(TEXT Opens)
Decoding Sora - The Viral Video AI of OpenAI

Sora does not create videos by stitching together multiple images, but rather renders pixels in real-time based on an understanding of physical motion.

Sora by OpenAI has been praised by experts as the leading AI generative tool producing the highest quality video content available today. “Sora marks a leap forward in the field of text-to-video conversion.”, ABC News commented.

Meanwhile, Time reported that before Sora emerged, there were already AI models like Runway and Pika capable of creating videos. However, their weaknesses included poor video quality and short duration. In contrast, Sora can generate 60-second videos with complex contexts while still ensuring smoothness and logic, even though some errors remain.

Video generated by Sora from text: A paper airplane flying through the jungle, weaving around the treetops as if they are migrating. (Source: OpenAI).

Breakthrough by OpenAI

OpenAI has not publicly disclosed its text-to-video model to the public. In its description, the company also mentions very little about the technology behind it and the data sources used for training.

“Sora uses a diffusion model, creating videos by starting with a noisy, low-resolution video and then removing the noise through multiple steps until the output is satisfactory,” the company behind ChatGPT explained how Sora works. This allows the AI to create entire videos simultaneously rather than in short segments that are then stitched together like other tools. The algorithm enables the model to predict multiple frames at once to ensure that the subject remains intact while other details are recreated.

Simulation of how Sora generates video by removing noise through an algorithm. (Source: Medium).

According to OpenAI, Sora is built upon previous research on image-generating AI like Dall-E and text-generating models like ChatGPT. However, Dr. Jim Fan, a senior AI researcher at Nvidia, noted: “If you still think Sora is just a creative toy like Dall-E, think again. It is a physics-based model that relies on data, capable of simulating both the real and virtual worlds.”

He emphasized that Sora is a diffusion transformer model from start to finish. Its secret lies in its deep understanding of text before converting it into 3D image forms. From here, the model continues to make predictions based on physical motion rules to transform each pixel for the video to the highest possible accuracy.

“Sora’s simulator does not just rely on learned data; it can also self-train, finding the most accurate results to continue creating,” Fan analyzed. He believes what sets Sora apart is that it does not create videos by piecing together discrete image sequences but rather renders a set of pixels in real-time.

Sora generates 5 videos simultaneously based on the request to describe a scene from 5 different perspectives. Author Bill Peebles noted that he did not intervene, and the AI independently assembled a complete film.
(TEXT Closes)
(EXTRACTED ENTRIES Opens)
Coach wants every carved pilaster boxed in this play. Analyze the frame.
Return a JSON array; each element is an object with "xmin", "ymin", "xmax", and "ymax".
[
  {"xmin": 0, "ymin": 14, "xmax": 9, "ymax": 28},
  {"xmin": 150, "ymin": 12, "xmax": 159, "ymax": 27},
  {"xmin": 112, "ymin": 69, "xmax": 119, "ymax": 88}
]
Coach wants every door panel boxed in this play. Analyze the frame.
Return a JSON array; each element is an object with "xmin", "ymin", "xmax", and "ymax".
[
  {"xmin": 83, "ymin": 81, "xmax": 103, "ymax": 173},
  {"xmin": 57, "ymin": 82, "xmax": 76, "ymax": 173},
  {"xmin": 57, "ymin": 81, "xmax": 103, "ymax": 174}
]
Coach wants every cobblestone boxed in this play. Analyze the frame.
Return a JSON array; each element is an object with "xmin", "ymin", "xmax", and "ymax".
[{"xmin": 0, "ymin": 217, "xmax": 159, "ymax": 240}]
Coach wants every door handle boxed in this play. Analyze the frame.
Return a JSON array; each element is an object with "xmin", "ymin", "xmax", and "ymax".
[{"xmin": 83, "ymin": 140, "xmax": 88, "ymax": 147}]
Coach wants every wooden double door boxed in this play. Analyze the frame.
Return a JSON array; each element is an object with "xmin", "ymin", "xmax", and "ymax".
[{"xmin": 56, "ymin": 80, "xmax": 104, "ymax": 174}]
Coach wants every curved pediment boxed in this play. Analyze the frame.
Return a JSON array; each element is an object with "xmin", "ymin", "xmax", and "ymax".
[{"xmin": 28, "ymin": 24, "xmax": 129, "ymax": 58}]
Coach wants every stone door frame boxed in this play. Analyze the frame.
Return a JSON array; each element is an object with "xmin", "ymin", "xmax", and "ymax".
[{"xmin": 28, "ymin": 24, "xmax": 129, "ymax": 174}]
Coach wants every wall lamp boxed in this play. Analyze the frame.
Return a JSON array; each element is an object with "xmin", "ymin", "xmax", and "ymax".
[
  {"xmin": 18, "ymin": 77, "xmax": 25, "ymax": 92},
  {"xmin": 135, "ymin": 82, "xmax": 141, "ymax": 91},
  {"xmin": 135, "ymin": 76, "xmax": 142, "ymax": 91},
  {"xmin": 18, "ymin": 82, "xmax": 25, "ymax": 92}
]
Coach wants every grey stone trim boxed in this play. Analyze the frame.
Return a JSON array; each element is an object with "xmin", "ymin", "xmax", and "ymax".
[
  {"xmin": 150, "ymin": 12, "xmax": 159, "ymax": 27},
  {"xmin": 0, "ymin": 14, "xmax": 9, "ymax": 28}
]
(EXTRACTED ENTRIES Closes)
• [TO DO]:
A) Answer these questions from the text on Sora:
(i) Which two earlier AI models does Time name as already able to create videos?
(ii) How long are the videos that Sora can generate?
(iii) At which company is Dr. Jim Fan a senior AI researcher?
B) Retype the passage of the Sora text that begins with the words "OpenAI has not" and ends after "details are recreated.".

• [SOLUTIONS BY TASK]:
A)
(i) Runway and Pika
(ii) 60 seconds
(iii) Nvidia

B)
OpenAI has not publicly disclosed its text-to-video model to the public. In its description, the company also mentions very little about the technology behind it and the data sources used for training.

“Sora uses a diffusion model, creating videos by starting with a noisy, low-resolution video and then removing the noise through multiple steps until the output is satisfactory,” the company behind ChatGPT explained how Sora works. This allows the AI to create entire videos simultaneously rather than in short segments that are then stitched together like other tools. The algorithm enables the model to predict multiple frames at once to ensure that the subject remains intact while other details are recreated.